▶ 书面题目: 把讲RocketMQ订阅关系一致性的文章中，自“跟我学RocketMQ之订阅关系一致性源码讨论”起至“感受一下订阅关系一致的机理。”止的这段文字一字不差地抄录下来。

跟我学RocketMQ之订阅关系一致性源码讨论
RocketMQ消费者在进行消费时,需要遵循 “订阅关系一致” 原则,关于订阅关系一致,我引用阿里云RocketMQ页面的解释,如下图:
从图中可以提炼出关键词,即:
同一个消费者组订阅的topic、topic中的tag必须保持一致,否则会出现消费不到消息的情况。
举个例子:比如我们有个topic名为DEMO_TOPIC,它有两个tag,分别为tagA、tagB。用一个消费者组demo_group分别订阅tagA、tagB,这时就会出现某个tag对应的消费者消费不到消息的情况。
解决方法就是:针对不同的tag使用不同的消费者组,在上面的案例中的解决方法为:使用demo_group_A 订阅tagA,使用demo_group_B订阅tagB。
提供了解决方案,还是有些意犹未尽,那么我们就深入RocketMQ的源码,感受一下订阅关系一致的机理。
心跳维持MQClientInstance.java
在之前的源码解析中,我们已经讲到了消费者客户端实例MQClientInstance中启动了心跳维持线程,具体的代码如下:
public void start() throws MQClientException {
synchronized (this) {
switch (this.serviceState) {
case CREATE_JUST:
this.serviceState = ServiceState.START_FAILED;
// If not specified,looking address from name server
if (null == this.clientConfig.getNamesrvAddr()) {
this.mQClientAPIImpl.fetchNameServerAddr();
}
// Start request-response channel
this.mQClientAPIImpl.start();
// Start various schedule tasks
this.startScheduledTask();
我们进入方法startScheduledTask();
this.scheduledExecutorService.scheduleAtFixedRate(new Runnable() {
@Override
public void run() {
try {
MQClientInstance.this.cleanOfflineBroker();
MQClientInstance.this.sendHeartbeatToAllBrokerWithLock();
} catch (Exception e) {
log.error("ScheduledTask sendHeartbeatToAllBroker exception", e);
}
}
}, 1000, this.clientConfig.getHeartbeatBrokerInterval(), TimeUnit.MILLISECONDS);
这段代码中,主要向定时任务调度线程池中提交了清理离线Broker、发送心跳包到所有broker这两个任务,我们重点看心跳包发送方法sendHeartbeatToAllBrokerWithLock();
public void sendHeartbeatToAllBrokerWithLock() {
if (this.lockHeartbeat.tryLock()) {
try {
this.sendHeartbeatToAllBroker();
this.uploadFilterClassSource();
} catch (final Exception e) {
log.error("sendHeartbeatToAllBroker exception", e);
} finally {
this.lockHeartbeat.unlock();
}
} else {
log.warn("lock heartBeat, but failed.");
}
}
继续进入sendHeartbeatToAllBroker()方法查看逻辑。

▶ 已知信息:

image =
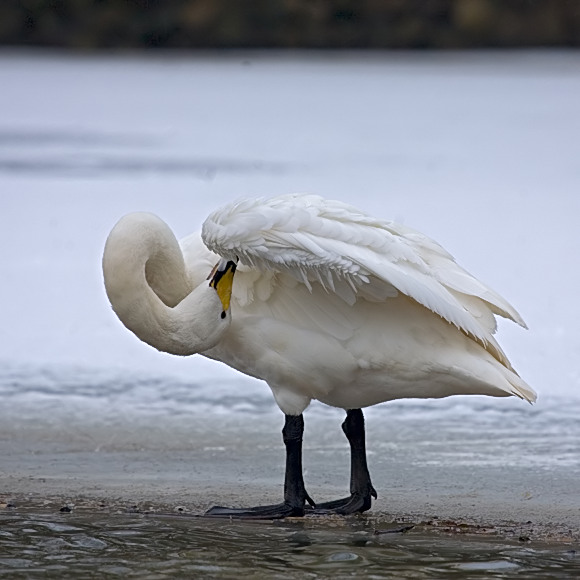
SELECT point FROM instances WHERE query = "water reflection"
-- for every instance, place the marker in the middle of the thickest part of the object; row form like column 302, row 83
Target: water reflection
column 82, row 545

▶ 解答:
跟我学RocketMQ之订阅关系一致性源码讨论
RocketMQ消费者在进行消费时,需要遵循 “订阅关系一致” 原则,关于订阅关系一致,我引用阿里云RocketMQ页面的解释,如下图:
从图中可以提炼出关键词,即:
同一个消费者组订阅的topic、topic中的tag必须保持一致,否则会出现消费不到消息的情况。
举个例子:比如我们有个topic名为DEMO_TOPIC,它有两个tag,分别为tagA、tagB。用一个消费者组demo_group分别订阅tagA、tagB,这时就会出现某个tag对应的消费者消费不到消息的情况。
解决方法就是:针对不同的tag使用不同的消费者组,在上面的案例中的解决方法为:使用demo_group_A 订阅tagA,使用demo_group_B订阅tagB。
提供了解决方案,还是有些意犹未尽,那么我们就深入RocketMQ的源码,感受一下订阅关系一致的机理。